» PROVIDED MATERIAL
────────────────────

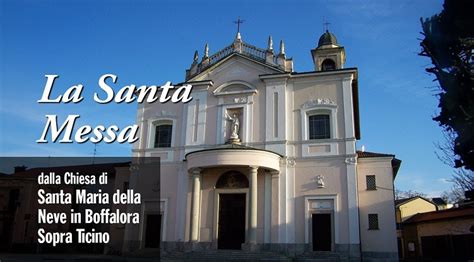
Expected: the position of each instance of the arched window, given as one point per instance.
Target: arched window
(163, 133)
(232, 179)
(319, 126)
(328, 64)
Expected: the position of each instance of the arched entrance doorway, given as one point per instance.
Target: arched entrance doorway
(231, 215)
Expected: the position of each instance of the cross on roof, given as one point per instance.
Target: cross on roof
(238, 22)
(326, 25)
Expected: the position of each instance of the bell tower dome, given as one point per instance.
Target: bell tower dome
(328, 55)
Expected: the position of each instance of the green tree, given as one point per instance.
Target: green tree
(449, 42)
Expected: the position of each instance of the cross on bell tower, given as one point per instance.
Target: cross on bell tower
(238, 22)
(325, 25)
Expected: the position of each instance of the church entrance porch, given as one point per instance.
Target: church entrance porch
(321, 232)
(231, 221)
(231, 224)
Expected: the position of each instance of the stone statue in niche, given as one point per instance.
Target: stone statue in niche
(320, 181)
(234, 127)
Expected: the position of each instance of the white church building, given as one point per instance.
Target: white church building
(264, 158)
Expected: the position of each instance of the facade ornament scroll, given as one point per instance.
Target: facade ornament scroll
(291, 162)
(164, 113)
(239, 100)
(317, 102)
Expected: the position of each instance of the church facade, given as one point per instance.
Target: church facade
(264, 158)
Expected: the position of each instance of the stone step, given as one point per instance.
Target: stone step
(224, 255)
(319, 256)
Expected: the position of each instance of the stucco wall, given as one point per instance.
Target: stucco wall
(379, 201)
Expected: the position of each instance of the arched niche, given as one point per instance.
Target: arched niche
(232, 179)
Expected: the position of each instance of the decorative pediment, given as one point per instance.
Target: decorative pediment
(235, 87)
(318, 102)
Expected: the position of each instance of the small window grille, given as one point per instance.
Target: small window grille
(373, 221)
(371, 184)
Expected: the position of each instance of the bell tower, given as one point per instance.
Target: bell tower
(328, 55)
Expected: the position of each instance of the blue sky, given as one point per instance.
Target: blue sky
(151, 42)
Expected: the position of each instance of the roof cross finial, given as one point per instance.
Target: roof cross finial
(238, 22)
(326, 24)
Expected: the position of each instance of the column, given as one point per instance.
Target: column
(195, 212)
(252, 234)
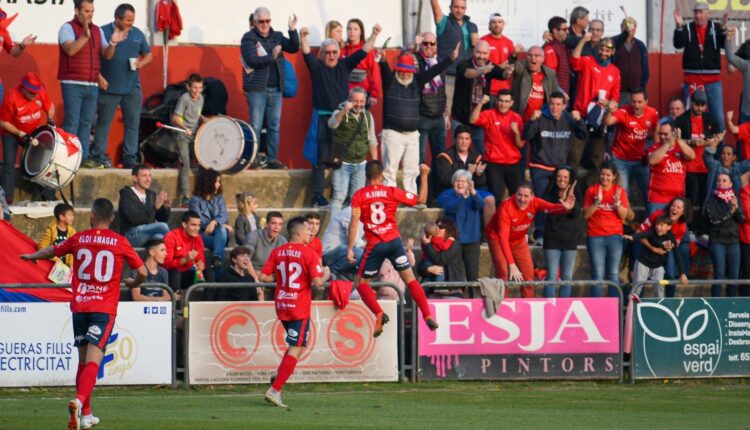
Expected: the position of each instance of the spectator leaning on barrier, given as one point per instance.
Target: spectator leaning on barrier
(353, 129)
(143, 213)
(702, 41)
(185, 252)
(82, 47)
(20, 115)
(401, 99)
(261, 49)
(473, 78)
(724, 216)
(330, 85)
(120, 85)
(156, 274)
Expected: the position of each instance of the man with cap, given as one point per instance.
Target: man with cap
(7, 44)
(401, 98)
(120, 85)
(502, 50)
(699, 129)
(702, 41)
(20, 115)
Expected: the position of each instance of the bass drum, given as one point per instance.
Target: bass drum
(225, 144)
(55, 160)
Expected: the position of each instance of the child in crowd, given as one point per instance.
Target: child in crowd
(247, 220)
(188, 116)
(60, 229)
(657, 242)
(157, 253)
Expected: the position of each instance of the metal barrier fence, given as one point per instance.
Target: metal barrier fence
(215, 285)
(124, 288)
(686, 343)
(516, 284)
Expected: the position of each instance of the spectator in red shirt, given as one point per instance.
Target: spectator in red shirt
(634, 124)
(605, 207)
(185, 252)
(667, 169)
(506, 233)
(502, 140)
(502, 50)
(20, 115)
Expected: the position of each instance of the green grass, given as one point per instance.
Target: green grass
(450, 405)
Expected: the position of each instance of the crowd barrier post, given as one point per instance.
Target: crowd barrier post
(665, 282)
(518, 284)
(186, 315)
(123, 287)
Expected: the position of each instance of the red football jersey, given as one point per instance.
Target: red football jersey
(378, 205)
(632, 132)
(98, 255)
(667, 179)
(294, 265)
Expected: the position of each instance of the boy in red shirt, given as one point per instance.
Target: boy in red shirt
(98, 256)
(295, 268)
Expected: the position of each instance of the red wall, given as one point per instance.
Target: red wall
(223, 62)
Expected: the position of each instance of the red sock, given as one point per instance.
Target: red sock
(286, 368)
(87, 381)
(417, 293)
(87, 403)
(368, 296)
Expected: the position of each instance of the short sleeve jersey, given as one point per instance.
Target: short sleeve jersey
(378, 205)
(294, 265)
(632, 132)
(98, 256)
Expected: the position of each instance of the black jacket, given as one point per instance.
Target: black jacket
(133, 213)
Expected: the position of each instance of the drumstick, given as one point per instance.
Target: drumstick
(169, 127)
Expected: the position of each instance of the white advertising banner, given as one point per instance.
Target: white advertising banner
(36, 345)
(234, 343)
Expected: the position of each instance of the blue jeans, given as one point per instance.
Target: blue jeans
(539, 180)
(432, 129)
(726, 261)
(336, 260)
(345, 181)
(140, 234)
(628, 170)
(106, 106)
(605, 253)
(566, 261)
(715, 101)
(266, 104)
(80, 106)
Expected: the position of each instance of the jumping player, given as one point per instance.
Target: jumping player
(376, 205)
(98, 255)
(295, 268)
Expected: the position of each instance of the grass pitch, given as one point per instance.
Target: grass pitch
(443, 405)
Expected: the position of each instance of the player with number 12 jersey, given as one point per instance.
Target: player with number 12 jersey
(376, 205)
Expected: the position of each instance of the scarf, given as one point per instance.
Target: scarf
(725, 194)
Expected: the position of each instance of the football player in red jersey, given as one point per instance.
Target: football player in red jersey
(98, 256)
(375, 205)
(295, 267)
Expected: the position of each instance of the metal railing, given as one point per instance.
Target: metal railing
(190, 291)
(519, 284)
(124, 288)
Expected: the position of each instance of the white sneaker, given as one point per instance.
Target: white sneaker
(89, 421)
(74, 408)
(274, 397)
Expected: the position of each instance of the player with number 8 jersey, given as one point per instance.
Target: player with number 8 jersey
(376, 205)
(98, 257)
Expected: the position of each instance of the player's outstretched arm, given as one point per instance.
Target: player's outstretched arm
(42, 254)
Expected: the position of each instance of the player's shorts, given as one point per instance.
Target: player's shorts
(297, 332)
(373, 258)
(93, 328)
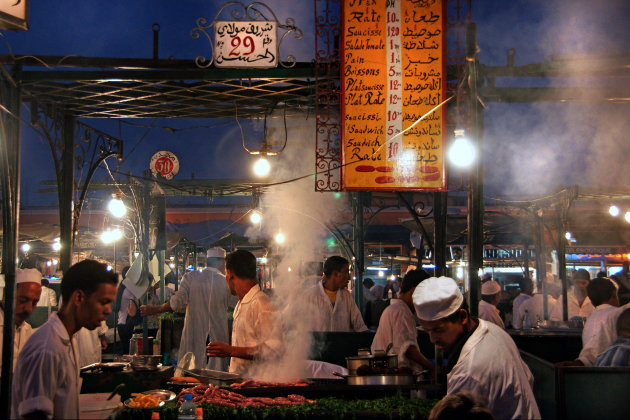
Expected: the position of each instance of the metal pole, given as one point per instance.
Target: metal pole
(357, 232)
(66, 194)
(10, 185)
(475, 198)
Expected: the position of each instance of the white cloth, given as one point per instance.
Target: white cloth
(398, 326)
(517, 322)
(205, 297)
(255, 324)
(536, 309)
(89, 344)
(600, 331)
(488, 312)
(574, 308)
(343, 316)
(48, 297)
(46, 377)
(22, 334)
(491, 366)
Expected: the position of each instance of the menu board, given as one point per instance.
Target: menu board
(393, 74)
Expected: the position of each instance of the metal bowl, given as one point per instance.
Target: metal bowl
(146, 362)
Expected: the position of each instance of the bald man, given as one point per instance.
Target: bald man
(28, 290)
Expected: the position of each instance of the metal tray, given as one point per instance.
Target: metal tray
(163, 394)
(381, 380)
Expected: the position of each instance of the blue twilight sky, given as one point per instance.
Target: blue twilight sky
(529, 148)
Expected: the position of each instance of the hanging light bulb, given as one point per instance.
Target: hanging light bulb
(614, 211)
(255, 217)
(461, 153)
(262, 167)
(116, 207)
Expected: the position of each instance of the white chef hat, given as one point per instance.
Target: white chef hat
(490, 288)
(28, 275)
(436, 298)
(216, 252)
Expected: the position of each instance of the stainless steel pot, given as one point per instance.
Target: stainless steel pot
(388, 361)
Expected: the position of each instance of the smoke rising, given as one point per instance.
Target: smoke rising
(301, 214)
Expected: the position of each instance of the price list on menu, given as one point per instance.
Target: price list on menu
(392, 76)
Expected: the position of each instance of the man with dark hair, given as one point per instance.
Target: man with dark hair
(578, 302)
(256, 335)
(482, 358)
(600, 328)
(526, 286)
(618, 354)
(331, 304)
(46, 379)
(204, 297)
(398, 326)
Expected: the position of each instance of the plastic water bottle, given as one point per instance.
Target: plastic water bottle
(527, 323)
(187, 409)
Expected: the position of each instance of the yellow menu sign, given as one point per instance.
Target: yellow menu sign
(393, 73)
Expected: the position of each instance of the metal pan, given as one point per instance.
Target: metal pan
(381, 380)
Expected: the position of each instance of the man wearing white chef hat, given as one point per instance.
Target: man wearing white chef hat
(482, 358)
(27, 293)
(490, 297)
(204, 297)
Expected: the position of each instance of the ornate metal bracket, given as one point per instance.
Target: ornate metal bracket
(242, 13)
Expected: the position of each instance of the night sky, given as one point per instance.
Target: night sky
(529, 148)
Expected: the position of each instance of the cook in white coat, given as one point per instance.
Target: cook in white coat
(527, 289)
(600, 329)
(482, 358)
(578, 302)
(205, 298)
(490, 297)
(46, 382)
(398, 326)
(256, 333)
(330, 303)
(90, 344)
(27, 294)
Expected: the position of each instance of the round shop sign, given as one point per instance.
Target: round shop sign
(166, 163)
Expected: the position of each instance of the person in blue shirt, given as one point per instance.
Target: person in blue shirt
(618, 354)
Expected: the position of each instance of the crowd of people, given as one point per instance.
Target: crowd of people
(485, 374)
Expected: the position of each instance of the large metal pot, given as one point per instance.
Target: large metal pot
(385, 361)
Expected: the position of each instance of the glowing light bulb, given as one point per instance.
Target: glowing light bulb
(116, 207)
(461, 153)
(262, 167)
(255, 217)
(614, 211)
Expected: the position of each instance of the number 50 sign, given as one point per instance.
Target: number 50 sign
(245, 44)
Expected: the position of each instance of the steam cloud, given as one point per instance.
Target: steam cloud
(301, 214)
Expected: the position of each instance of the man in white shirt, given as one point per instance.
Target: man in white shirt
(27, 294)
(490, 297)
(205, 297)
(527, 289)
(600, 329)
(256, 333)
(329, 301)
(398, 326)
(482, 358)
(46, 381)
(578, 303)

────────────────────

All that is wanted is a faithful reproduction of the line above with "Expected: the position of each instance of the plastic", the line with "Expected: the position of each instance of the ornate", and every line in between.

Expected: the position of each instance of the plastic water bottle, given as one point per instance.
Target: plastic water bottle
(527, 323)
(187, 409)
Expected: the position of each instance of the yellow menu sign, given as one point per instance.
Target: yellow menu sign
(393, 73)
Expected: the position of each instance of the metal pan, given as one point per instance.
Target: metal pan
(381, 380)
Expected: the position of each instance of the man wearing white chef hat, given as one point per instance.
Target: man wearing white chef hat
(482, 358)
(27, 293)
(490, 297)
(204, 297)
Expected: the position of each instance of the ornate metal bracket, given as one point per instance.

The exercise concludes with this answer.